• What you are asked to do: Filter the records below, keeping only lines with the string "lichen".

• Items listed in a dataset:
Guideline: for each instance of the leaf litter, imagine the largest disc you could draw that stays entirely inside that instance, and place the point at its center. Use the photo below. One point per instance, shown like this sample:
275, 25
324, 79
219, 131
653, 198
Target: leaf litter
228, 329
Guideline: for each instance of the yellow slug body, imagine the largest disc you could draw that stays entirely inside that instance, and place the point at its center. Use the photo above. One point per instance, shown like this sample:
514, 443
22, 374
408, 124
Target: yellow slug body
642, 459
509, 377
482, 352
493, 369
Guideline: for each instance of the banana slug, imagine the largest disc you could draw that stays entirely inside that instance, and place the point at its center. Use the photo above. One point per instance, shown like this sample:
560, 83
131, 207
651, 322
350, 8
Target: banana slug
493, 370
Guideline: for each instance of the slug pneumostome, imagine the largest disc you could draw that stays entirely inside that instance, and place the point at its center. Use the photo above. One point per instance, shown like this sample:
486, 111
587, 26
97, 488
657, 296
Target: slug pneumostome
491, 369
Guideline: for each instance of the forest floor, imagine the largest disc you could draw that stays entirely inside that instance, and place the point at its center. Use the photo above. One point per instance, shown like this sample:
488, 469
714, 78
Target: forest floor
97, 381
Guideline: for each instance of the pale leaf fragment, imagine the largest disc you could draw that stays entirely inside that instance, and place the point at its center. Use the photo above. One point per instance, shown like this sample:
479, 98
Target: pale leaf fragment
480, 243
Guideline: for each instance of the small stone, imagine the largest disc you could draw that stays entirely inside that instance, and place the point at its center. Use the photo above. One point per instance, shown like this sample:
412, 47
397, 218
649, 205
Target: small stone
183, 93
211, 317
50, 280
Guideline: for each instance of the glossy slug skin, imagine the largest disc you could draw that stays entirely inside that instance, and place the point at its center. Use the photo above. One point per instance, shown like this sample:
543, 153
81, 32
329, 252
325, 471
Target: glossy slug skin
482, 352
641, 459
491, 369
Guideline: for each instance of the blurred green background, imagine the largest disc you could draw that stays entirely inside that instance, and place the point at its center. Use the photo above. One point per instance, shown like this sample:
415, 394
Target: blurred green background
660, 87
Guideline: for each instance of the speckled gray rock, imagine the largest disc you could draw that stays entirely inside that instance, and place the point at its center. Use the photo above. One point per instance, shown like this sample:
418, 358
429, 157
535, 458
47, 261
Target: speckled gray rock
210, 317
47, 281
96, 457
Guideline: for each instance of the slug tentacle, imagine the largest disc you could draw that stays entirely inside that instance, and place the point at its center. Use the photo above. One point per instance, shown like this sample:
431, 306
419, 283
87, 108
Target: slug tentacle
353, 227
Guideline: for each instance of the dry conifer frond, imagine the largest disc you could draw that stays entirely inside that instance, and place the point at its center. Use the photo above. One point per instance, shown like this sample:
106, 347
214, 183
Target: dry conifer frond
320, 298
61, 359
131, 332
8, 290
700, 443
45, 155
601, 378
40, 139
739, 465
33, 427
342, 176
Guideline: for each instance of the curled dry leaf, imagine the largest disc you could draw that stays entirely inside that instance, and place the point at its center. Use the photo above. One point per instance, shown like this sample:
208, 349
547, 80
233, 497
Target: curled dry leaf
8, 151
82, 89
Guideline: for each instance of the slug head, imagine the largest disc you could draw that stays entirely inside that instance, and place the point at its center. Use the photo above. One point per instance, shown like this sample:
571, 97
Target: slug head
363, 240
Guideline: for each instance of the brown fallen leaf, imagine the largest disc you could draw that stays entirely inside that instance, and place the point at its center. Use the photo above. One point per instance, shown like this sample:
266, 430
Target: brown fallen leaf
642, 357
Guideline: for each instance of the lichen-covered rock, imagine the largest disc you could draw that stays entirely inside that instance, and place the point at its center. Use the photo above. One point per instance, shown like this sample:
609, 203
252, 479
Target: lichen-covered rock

• Task output:
Guideline: for each instance of the lichen-covered rock, imagine the largest disc you could draw that stays entirely inside that instance, and place the point at its center. Use the photo above. One point per instance, shown like this sample:
Target: lichen-covered rock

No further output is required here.